**Problem**
Pull out every line in the items below that contains the word "side".

Source records:
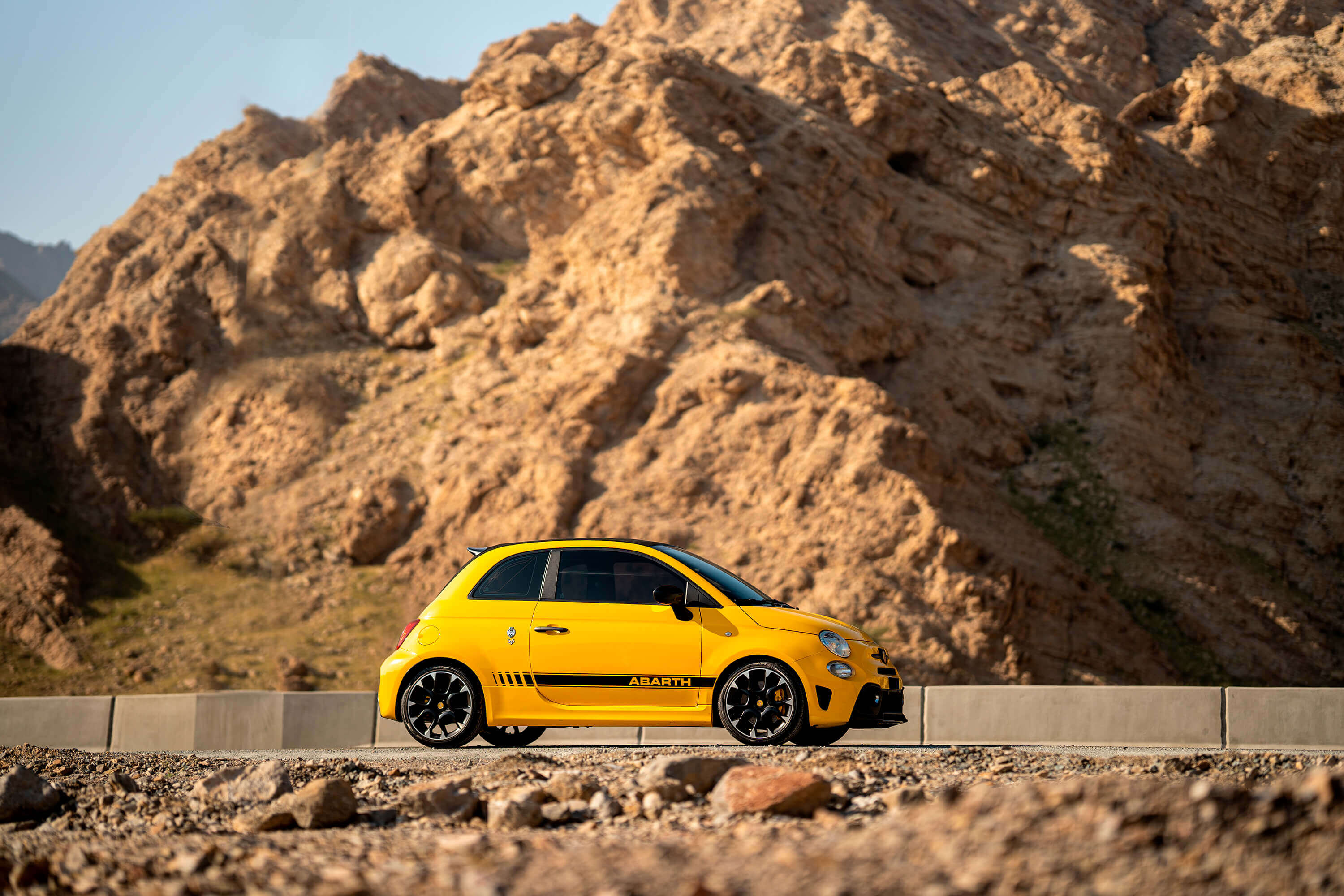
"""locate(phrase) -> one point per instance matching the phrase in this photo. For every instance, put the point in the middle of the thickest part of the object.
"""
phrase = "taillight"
(406, 632)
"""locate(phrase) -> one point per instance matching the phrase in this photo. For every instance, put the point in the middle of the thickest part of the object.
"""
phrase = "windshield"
(732, 586)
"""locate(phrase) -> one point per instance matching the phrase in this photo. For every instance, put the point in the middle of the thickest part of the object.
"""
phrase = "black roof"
(478, 552)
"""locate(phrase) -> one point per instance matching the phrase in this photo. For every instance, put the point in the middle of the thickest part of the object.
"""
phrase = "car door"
(496, 618)
(599, 637)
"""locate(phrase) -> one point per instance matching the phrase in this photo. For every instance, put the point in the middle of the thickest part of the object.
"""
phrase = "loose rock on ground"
(933, 821)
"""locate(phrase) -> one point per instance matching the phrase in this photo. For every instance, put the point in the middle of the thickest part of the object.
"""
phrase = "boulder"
(245, 784)
(23, 794)
(771, 789)
(603, 806)
(378, 519)
(572, 785)
(323, 804)
(519, 808)
(565, 812)
(676, 778)
(451, 797)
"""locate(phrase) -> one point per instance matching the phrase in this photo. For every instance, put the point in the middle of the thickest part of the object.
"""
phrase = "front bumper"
(878, 707)
(873, 699)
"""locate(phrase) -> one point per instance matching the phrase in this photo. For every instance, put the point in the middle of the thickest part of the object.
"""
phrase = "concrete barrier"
(1272, 718)
(1062, 715)
(155, 722)
(1197, 718)
(82, 723)
(328, 719)
(240, 720)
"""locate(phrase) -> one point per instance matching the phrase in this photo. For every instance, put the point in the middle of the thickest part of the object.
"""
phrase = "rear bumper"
(390, 681)
(878, 707)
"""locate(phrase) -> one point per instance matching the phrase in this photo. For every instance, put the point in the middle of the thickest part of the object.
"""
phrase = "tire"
(762, 704)
(811, 737)
(443, 706)
(511, 735)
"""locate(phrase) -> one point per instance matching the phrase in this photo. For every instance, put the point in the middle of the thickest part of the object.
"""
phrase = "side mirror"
(670, 595)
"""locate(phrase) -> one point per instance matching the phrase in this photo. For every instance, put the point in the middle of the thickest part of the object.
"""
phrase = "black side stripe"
(623, 681)
(521, 679)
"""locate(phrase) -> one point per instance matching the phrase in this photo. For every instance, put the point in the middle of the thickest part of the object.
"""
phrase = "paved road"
(479, 754)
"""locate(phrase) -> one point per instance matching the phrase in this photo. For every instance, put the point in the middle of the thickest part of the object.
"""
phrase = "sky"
(100, 99)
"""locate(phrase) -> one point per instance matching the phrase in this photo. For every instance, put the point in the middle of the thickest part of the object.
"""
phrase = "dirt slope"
(1011, 331)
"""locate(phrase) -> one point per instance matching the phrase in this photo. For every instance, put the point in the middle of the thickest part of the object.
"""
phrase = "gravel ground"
(929, 821)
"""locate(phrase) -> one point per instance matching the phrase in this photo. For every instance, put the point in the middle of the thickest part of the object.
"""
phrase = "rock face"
(676, 778)
(1011, 331)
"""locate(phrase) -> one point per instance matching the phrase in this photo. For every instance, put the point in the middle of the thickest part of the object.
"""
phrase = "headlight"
(839, 669)
(834, 642)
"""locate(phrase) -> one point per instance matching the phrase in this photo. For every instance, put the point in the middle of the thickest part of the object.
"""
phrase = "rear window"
(734, 589)
(597, 575)
(514, 579)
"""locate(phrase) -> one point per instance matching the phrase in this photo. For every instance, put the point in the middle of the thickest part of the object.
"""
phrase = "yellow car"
(616, 632)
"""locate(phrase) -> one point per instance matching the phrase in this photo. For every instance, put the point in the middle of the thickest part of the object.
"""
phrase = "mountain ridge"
(974, 342)
(29, 273)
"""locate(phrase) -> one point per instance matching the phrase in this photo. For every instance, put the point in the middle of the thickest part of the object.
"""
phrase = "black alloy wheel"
(761, 704)
(443, 706)
(812, 737)
(511, 735)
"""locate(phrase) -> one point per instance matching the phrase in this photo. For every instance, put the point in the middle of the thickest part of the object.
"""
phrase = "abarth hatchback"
(616, 632)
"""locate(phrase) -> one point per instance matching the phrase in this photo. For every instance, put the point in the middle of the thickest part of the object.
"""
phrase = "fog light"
(839, 669)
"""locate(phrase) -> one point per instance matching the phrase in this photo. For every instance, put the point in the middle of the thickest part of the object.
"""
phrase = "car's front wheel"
(443, 706)
(761, 704)
(511, 735)
(811, 737)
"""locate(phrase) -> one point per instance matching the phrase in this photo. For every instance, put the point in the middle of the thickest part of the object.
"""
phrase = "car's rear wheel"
(812, 737)
(511, 735)
(761, 704)
(443, 706)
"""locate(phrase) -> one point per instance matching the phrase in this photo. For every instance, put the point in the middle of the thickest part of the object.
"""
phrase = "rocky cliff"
(1011, 331)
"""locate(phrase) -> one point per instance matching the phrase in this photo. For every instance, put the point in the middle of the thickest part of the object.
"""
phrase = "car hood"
(789, 620)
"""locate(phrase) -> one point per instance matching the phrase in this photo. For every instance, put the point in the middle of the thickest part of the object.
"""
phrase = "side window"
(611, 577)
(514, 579)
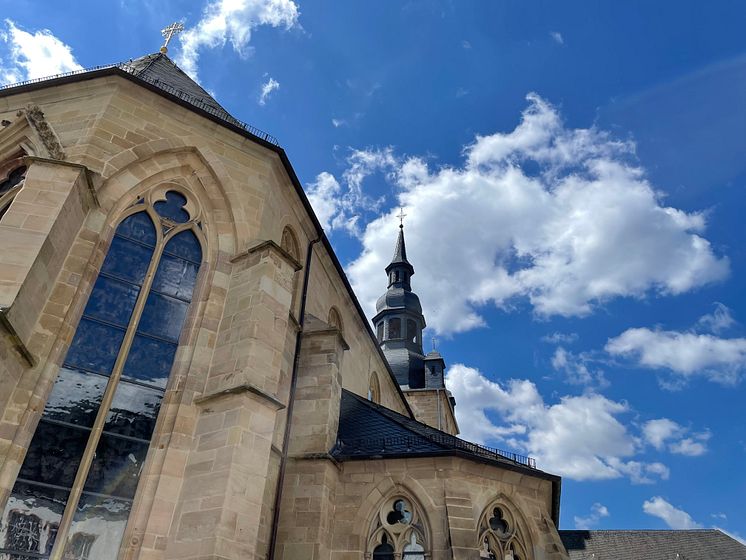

**Task result**
phrase = "side mirror"
phrase = "black side stripe"
phrase = "side window"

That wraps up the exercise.